**Problem description**
Give back every record exactly as written.

(Data shown Opens)

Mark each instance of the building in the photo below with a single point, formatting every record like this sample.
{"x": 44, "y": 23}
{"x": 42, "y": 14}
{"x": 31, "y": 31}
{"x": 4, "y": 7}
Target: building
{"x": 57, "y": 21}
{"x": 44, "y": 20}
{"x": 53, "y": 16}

(Data shown Closes)

**Result of this task**
Mark each instance of the building in the photo below with a single point, formatting every record like this sample.
{"x": 44, "y": 23}
{"x": 42, "y": 14}
{"x": 31, "y": 31}
{"x": 4, "y": 7}
Target: building
{"x": 57, "y": 21}
{"x": 44, "y": 20}
{"x": 53, "y": 16}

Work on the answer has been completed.